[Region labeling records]

▼▼▼

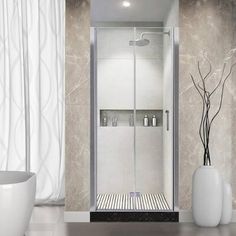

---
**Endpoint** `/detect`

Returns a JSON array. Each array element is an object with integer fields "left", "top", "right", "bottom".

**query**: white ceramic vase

[
  {"left": 192, "top": 166, "right": 223, "bottom": 227},
  {"left": 220, "top": 181, "right": 232, "bottom": 224}
]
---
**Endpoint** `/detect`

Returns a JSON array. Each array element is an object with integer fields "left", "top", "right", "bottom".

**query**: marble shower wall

[
  {"left": 179, "top": 0, "right": 236, "bottom": 209},
  {"left": 65, "top": 0, "right": 90, "bottom": 211}
]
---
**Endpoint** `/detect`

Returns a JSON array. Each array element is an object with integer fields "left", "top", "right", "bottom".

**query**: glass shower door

[
  {"left": 95, "top": 27, "right": 173, "bottom": 211},
  {"left": 134, "top": 28, "right": 173, "bottom": 211},
  {"left": 96, "top": 27, "right": 135, "bottom": 211}
]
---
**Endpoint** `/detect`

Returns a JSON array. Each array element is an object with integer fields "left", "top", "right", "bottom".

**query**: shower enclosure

[{"left": 91, "top": 27, "right": 175, "bottom": 212}]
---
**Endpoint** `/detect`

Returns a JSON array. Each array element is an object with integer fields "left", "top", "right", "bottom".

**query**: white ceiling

[{"left": 91, "top": 0, "right": 173, "bottom": 22}]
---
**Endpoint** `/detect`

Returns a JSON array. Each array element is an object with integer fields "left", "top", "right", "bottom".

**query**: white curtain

[{"left": 0, "top": 0, "right": 64, "bottom": 203}]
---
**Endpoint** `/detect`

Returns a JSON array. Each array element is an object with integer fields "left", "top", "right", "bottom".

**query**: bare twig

[{"left": 190, "top": 50, "right": 236, "bottom": 165}]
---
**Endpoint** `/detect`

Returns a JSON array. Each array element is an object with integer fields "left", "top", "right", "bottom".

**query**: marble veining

[
  {"left": 179, "top": 0, "right": 236, "bottom": 209},
  {"left": 65, "top": 0, "right": 90, "bottom": 211}
]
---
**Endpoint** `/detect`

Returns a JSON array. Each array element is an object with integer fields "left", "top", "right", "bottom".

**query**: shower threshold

[{"left": 97, "top": 193, "right": 171, "bottom": 211}]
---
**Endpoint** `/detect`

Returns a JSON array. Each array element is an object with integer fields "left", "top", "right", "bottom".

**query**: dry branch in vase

[{"left": 190, "top": 49, "right": 236, "bottom": 165}]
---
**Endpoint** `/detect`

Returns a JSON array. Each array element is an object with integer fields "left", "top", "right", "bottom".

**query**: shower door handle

[{"left": 165, "top": 110, "right": 170, "bottom": 131}]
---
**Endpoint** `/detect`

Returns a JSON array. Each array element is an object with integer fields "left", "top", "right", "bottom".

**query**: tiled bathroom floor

[{"left": 25, "top": 207, "right": 236, "bottom": 236}]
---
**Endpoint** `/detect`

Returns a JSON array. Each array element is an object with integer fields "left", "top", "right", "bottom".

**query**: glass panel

[
  {"left": 135, "top": 28, "right": 173, "bottom": 210},
  {"left": 96, "top": 28, "right": 134, "bottom": 211}
]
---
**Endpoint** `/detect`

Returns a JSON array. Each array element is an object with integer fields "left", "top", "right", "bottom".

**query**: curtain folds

[{"left": 0, "top": 0, "right": 65, "bottom": 203}]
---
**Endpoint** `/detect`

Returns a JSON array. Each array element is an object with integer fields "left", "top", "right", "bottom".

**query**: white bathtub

[{"left": 0, "top": 171, "right": 36, "bottom": 236}]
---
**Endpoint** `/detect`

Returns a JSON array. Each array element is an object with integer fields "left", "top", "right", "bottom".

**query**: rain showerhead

[
  {"left": 129, "top": 38, "right": 150, "bottom": 47},
  {"left": 129, "top": 31, "right": 170, "bottom": 47}
]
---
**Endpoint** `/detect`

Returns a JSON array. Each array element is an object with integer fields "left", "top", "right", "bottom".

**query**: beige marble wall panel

[
  {"left": 179, "top": 0, "right": 236, "bottom": 209},
  {"left": 65, "top": 0, "right": 90, "bottom": 211}
]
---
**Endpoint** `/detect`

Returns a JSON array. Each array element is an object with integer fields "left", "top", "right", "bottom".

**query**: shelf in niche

[{"left": 98, "top": 109, "right": 163, "bottom": 129}]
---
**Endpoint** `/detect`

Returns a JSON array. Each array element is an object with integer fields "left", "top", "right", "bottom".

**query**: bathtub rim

▲▲▲

- _Stated problem_: Show every line of the records that contains the word "door", matching case exactly.

- _Result_:
**query**: glass shower door
**query**: shower door handle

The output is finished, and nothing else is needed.